Please repeat the line that has "Where exactly is the white soap" and all lines after it, exactly as they appear, through the end of the entries.
───
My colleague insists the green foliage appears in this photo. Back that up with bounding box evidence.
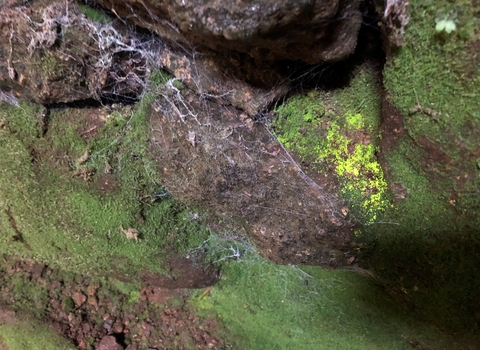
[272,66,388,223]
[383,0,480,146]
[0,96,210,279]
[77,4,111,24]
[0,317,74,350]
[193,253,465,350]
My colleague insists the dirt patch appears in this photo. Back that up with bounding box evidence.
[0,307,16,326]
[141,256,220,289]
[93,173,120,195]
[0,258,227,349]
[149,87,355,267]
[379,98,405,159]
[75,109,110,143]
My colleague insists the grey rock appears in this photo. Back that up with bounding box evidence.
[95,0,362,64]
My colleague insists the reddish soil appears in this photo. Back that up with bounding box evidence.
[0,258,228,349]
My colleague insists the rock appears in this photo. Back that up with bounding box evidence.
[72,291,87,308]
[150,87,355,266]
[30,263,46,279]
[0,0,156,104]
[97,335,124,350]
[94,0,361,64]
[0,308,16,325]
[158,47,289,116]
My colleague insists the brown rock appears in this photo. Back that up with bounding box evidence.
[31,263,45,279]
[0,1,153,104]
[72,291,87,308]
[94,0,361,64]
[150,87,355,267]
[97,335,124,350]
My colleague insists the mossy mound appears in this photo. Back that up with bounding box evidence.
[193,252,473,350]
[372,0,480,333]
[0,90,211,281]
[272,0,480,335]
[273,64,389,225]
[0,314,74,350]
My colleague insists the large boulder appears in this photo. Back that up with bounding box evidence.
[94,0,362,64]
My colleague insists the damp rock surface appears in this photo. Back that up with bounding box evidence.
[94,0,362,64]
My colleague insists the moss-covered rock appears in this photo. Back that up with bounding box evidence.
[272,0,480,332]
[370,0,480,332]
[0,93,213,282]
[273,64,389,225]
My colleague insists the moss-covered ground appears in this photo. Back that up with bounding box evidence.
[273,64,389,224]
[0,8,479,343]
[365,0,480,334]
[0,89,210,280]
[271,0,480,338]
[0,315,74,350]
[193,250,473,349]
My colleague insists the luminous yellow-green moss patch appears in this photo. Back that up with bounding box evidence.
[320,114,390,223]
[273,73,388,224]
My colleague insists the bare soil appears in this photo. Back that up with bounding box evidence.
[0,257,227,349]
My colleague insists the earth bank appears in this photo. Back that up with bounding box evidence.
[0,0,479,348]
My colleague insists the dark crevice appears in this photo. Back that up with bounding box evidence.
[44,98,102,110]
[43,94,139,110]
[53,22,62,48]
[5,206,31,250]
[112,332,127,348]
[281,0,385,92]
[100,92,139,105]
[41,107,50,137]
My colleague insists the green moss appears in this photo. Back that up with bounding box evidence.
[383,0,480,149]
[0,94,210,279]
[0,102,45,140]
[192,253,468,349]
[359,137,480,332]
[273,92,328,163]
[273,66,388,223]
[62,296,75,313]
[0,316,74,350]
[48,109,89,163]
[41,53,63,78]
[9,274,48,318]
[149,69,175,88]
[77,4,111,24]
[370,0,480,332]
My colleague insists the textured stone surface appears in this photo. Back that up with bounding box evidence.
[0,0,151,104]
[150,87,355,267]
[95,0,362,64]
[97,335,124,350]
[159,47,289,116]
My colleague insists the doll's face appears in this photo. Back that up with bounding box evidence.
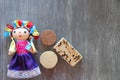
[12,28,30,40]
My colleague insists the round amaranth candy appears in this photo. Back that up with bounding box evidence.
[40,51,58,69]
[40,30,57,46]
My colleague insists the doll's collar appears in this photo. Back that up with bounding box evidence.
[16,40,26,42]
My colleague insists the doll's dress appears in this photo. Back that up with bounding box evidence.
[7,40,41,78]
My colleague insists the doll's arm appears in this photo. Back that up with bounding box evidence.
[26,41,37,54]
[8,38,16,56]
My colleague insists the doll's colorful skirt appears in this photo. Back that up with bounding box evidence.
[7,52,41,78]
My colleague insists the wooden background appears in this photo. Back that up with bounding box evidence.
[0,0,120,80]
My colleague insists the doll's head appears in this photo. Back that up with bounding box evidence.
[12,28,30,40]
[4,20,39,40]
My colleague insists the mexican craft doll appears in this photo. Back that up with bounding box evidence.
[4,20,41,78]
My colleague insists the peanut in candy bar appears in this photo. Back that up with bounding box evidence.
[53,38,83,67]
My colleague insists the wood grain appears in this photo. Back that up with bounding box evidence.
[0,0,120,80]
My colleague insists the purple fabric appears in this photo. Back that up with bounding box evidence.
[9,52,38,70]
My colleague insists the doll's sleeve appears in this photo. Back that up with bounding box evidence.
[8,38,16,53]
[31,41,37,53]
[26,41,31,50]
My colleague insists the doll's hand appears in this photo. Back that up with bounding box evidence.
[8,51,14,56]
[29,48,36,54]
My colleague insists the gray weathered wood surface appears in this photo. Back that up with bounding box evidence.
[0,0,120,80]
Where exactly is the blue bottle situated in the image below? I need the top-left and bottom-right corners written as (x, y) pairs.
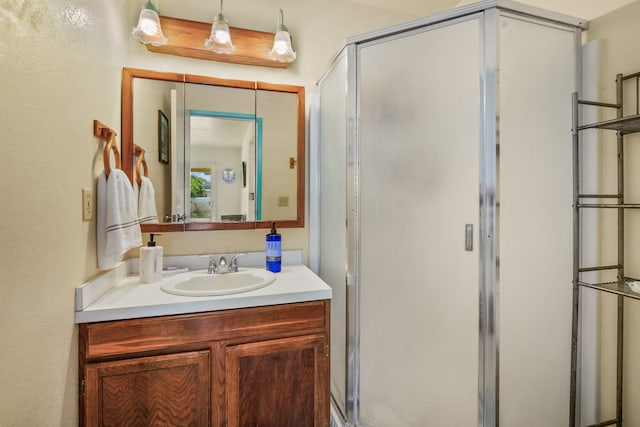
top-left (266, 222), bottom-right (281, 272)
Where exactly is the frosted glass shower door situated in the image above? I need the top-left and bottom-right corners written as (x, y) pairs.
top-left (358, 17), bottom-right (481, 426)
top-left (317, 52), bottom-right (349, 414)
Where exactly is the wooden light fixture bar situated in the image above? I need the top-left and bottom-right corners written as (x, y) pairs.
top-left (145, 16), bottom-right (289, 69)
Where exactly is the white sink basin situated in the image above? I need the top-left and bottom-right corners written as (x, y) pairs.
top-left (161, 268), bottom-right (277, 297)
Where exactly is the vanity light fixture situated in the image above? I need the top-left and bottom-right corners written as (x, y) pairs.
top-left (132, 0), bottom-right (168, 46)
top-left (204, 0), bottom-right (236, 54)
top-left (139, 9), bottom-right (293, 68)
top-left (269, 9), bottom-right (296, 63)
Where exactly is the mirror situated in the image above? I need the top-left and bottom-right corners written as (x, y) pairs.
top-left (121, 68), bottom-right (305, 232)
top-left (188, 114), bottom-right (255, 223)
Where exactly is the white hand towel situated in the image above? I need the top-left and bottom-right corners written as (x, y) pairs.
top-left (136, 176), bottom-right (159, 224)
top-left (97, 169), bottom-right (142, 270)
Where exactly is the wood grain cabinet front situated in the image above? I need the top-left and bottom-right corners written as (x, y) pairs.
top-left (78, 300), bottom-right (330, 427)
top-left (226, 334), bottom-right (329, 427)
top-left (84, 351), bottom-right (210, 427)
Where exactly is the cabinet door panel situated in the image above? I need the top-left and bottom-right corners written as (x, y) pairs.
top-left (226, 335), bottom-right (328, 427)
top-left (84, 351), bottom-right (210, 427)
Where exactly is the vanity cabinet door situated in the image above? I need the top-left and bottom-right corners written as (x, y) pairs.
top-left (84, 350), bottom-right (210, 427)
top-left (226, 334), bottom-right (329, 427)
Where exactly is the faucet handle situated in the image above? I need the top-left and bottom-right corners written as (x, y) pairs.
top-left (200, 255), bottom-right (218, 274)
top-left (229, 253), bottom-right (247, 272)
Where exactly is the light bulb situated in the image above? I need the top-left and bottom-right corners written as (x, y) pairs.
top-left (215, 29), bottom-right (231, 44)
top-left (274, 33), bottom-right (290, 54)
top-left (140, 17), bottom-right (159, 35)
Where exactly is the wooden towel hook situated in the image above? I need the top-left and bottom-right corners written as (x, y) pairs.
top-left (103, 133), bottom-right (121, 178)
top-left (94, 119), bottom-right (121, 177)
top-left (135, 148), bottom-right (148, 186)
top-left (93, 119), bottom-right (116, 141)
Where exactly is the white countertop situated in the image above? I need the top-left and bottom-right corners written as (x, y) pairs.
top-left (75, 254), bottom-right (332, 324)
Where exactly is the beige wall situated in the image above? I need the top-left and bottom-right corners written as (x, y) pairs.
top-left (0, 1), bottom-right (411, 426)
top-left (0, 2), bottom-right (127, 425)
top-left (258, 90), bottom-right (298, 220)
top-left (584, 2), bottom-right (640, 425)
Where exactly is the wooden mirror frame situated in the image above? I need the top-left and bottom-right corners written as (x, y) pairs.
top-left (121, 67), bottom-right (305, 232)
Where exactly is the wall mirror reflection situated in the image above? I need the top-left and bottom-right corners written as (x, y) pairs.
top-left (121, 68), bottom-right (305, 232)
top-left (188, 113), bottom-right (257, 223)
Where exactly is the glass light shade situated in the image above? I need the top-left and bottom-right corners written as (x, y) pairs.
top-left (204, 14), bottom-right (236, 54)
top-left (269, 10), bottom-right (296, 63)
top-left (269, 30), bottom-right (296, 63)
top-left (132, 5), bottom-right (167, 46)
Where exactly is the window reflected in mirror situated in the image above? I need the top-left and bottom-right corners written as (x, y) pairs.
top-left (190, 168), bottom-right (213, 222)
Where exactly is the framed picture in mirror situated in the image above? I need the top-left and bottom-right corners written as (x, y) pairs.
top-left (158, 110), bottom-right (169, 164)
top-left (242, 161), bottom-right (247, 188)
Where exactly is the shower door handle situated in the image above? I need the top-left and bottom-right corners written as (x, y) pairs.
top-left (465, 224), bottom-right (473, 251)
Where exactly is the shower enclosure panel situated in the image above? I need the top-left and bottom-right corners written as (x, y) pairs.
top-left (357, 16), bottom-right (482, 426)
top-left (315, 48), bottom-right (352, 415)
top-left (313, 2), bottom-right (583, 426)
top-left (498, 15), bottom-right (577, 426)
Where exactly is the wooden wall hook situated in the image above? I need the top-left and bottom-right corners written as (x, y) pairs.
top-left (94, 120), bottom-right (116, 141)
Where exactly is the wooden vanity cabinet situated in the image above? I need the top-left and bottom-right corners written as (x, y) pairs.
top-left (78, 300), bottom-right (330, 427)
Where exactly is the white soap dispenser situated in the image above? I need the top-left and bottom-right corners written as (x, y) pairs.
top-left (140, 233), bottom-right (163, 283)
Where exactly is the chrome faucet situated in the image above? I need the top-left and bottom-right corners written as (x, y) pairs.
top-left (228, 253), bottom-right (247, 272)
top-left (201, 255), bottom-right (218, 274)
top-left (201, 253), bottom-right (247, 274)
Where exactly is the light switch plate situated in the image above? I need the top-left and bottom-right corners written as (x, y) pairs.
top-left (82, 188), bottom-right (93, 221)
───
» WRITTEN RESPONSE:
Where exactly is the white soap dispenser situated in the image above? I need the top-left and bottom-right corners written as (x, y) pairs.
top-left (140, 233), bottom-right (163, 283)
Where exactly is the chrome faucet situated in the image above? I need the top-left and bottom-right corners written as (x, y) pairs.
top-left (228, 253), bottom-right (247, 272)
top-left (201, 255), bottom-right (218, 274)
top-left (201, 253), bottom-right (247, 274)
Where exactly is the light switch plate situated in the image above? I need the top-left and bottom-right corners written as (x, y) pairs.
top-left (82, 188), bottom-right (93, 221)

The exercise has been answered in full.